Task instructions: Copy every entry exactly.

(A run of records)

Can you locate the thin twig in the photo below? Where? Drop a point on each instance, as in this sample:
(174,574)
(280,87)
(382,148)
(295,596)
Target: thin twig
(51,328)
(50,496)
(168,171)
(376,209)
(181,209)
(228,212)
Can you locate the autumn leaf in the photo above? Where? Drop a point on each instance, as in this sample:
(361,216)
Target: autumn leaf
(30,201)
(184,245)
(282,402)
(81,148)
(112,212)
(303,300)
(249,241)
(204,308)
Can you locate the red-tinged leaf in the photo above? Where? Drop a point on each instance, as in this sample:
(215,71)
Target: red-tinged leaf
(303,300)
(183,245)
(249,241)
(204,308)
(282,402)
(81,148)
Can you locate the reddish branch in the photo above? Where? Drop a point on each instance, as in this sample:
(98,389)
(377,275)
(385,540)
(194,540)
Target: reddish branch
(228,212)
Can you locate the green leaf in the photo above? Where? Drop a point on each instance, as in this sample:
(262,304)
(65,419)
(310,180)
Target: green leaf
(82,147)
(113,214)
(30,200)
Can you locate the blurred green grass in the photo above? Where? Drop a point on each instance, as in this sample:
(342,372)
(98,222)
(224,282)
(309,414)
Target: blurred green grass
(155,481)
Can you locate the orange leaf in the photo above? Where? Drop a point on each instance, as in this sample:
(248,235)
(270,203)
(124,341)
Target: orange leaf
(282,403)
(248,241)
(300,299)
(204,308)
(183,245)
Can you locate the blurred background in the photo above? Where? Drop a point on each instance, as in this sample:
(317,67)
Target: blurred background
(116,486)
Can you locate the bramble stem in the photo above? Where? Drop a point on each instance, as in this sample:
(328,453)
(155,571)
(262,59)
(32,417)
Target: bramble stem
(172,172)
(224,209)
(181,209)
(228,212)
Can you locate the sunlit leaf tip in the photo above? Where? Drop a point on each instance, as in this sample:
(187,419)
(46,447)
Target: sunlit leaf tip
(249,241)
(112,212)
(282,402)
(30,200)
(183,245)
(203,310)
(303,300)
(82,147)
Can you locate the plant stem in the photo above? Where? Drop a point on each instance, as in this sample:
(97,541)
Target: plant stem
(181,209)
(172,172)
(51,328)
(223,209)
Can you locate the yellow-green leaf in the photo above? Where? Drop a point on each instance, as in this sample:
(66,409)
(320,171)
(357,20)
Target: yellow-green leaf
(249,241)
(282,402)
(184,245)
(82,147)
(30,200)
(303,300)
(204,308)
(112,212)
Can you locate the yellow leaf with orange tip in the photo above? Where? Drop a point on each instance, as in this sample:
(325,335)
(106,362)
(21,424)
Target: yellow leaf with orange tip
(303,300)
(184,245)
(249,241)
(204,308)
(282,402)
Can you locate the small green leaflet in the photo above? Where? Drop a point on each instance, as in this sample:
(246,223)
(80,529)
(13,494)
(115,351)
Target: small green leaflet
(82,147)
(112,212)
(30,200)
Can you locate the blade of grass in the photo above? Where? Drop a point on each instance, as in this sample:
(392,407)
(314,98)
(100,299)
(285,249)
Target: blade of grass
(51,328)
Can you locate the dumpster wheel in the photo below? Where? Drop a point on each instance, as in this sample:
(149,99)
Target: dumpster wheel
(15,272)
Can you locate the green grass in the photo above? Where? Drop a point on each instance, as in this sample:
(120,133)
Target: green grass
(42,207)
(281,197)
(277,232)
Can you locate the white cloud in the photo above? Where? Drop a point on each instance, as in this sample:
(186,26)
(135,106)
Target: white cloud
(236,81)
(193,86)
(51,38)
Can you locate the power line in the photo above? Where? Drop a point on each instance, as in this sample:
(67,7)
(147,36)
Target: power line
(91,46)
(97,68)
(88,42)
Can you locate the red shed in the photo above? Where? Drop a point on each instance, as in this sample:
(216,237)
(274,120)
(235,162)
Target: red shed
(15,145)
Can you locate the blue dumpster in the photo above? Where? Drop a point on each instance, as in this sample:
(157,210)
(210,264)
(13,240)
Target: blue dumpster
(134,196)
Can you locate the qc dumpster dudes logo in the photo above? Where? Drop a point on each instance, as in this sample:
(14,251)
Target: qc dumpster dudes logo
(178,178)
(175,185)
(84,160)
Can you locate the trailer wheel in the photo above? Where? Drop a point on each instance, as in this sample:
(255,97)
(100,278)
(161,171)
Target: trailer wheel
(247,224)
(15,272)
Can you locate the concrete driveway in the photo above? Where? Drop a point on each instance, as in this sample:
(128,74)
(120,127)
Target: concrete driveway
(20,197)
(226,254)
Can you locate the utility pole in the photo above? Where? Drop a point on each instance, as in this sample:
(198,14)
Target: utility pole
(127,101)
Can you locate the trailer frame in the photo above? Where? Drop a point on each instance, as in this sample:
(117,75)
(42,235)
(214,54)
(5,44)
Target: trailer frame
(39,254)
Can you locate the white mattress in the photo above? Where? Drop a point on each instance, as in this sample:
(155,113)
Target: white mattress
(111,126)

Task answer:
Can you locate the thin twig in the photo below? Where? Drop a point on each instance, as in this sample:
(174,574)
(280,87)
(382,148)
(295,596)
Target: thin twig
(51,328)
(50,496)
(168,171)
(376,209)
(181,209)
(228,212)
Can you locate the autumn leaf in the photo above? Where? Drop a point on each instance, as in this sample:
(361,216)
Target: autumn leaf
(30,201)
(184,245)
(282,402)
(81,148)
(112,212)
(303,300)
(249,241)
(204,308)
Can you locate the red-tinged leaf in the photo above? Where? Drop a point on each instance, as in this sample:
(215,71)
Target: red-tinged leaf
(303,300)
(183,245)
(249,241)
(204,308)
(282,402)
(81,148)
Can you locate the reddish branch in the photo above? Where? Drop a point on each instance, as in this sample:
(98,389)
(377,275)
(385,540)
(194,540)
Target: reddish branch
(228,212)
Can you locate the green leaf in the photo above? Where? Drop a point on each instance, as in this sample:
(262,304)
(65,419)
(310,180)
Target: green leaf
(82,147)
(113,214)
(30,200)
Can you locate the blurred green grass in the photo above? Where? Drop a point on each instance, as in this sample:
(342,372)
(98,222)
(224,282)
(309,414)
Target: blurred green grass
(155,481)
Can you locate the orange leaf in the photo above? Where? Drop a point on each instance, as in this sample:
(248,235)
(270,203)
(124,341)
Target: orange leaf
(282,403)
(248,241)
(300,299)
(204,308)
(183,245)
Can you locate the blurred background in the photo above? Where? Drop a point on each instance, as in this sample:
(317,67)
Target: blurred background
(116,486)
Can you locate the bramble stem in the photo above? Where? Drop a point on each instance, as in this sample:
(328,453)
(155,571)
(262,59)
(32,417)
Target: bramble stem
(172,172)
(224,209)
(181,209)
(228,212)
Can you locate the sunlit leaf tip in the photo above? Where? Drop a point on each instance, as in this sample:
(187,419)
(46,447)
Target: sunlit leaf tip
(249,241)
(112,212)
(282,402)
(30,200)
(183,245)
(203,310)
(303,300)
(82,147)
Can you locate the plant stem in the photo above? Where? Drop a point on each instance, as in this sample:
(97,541)
Target: plant stem
(181,209)
(172,172)
(51,328)
(223,209)
Can you locate the yellow-green leaf in the photo above? Where? Drop a point on each instance, as in this sample:
(66,409)
(320,171)
(357,20)
Target: yellow-green leaf
(249,241)
(282,402)
(184,245)
(82,147)
(30,200)
(303,300)
(204,308)
(112,212)
Can you locate the yellow leaf with orange tip in the photo above? Where? Drop a point on each instance, as in this sample:
(325,335)
(106,362)
(21,424)
Target: yellow leaf with orange tip
(303,300)
(184,245)
(249,241)
(204,308)
(282,402)
Can you locate the small green leaflet in the photo above? Where? Drop a point on each instance, as in this sample:
(246,223)
(80,529)
(13,494)
(115,351)
Target: small green leaflet
(82,147)
(112,212)
(30,200)
Can you locate the blade of grass in the photo above? Where? Drop a point on each instance, as in this sample:
(392,407)
(314,98)
(100,299)
(285,249)
Target: blade of grass
(51,328)
Can you locate the dumpster wheel in the photo below? Where? Drop a point on each instance, as in this sample:
(149,99)
Target: dumpster wheel
(15,272)
Can you locate the green grass in the photo above? Where? Drop a point on each instance, as in this sample:
(120,133)
Target: green grass
(42,207)
(281,197)
(277,232)
Can you locate the white cloud in the photo above? Where? Drop a point on each instance, as in this sample:
(186,26)
(135,106)
Target: white cloud
(236,81)
(193,86)
(51,38)
Can you locate the power line in the photo above? Where? Drop a point on each instance, as in this sample:
(67,7)
(147,36)
Target: power line
(91,46)
(97,68)
(88,42)
Can you locate the red shed in the photo above? Where? Drop a point on each instance, as in this sample:
(216,237)
(274,120)
(235,162)
Target: red shed
(15,145)
Can you locate the blue dumpster in the photo above? Where? Drop a point on each instance, as in this sample:
(157,210)
(210,264)
(13,240)
Target: blue dumpster
(134,196)
Can you locate the qc dumpster dudes logo in the photo above? Where? Drop a point on each instance, as in this sample:
(14,251)
Target: qc dumpster dudes logo
(178,178)
(175,185)
(84,160)
Can you locate the trailer wheel in the photo above? Where? Drop a point on each instance, as in this sample:
(255,97)
(100,278)
(161,171)
Target: trailer wheel
(247,224)
(15,272)
Can you locate the concrete driveway in the photo above? Where? Drop a point on each instance, as in this sample:
(128,74)
(120,127)
Target: concrete driveway
(20,197)
(226,254)
Can you locate the utility pole in the photo above? Where? Drop a point on each instance, as in this sample:
(198,14)
Target: utility pole
(127,101)
Can you locate the trailer frame in the photo above? Where? Drop a point on each instance, as in this sample:
(117,75)
(42,235)
(214,54)
(5,44)
Target: trailer frame
(39,254)
Can you locate the white mattress in the photo above? Where? Drop a point on each instance, as in this sample:
(155,113)
Target: white mattress
(111,126)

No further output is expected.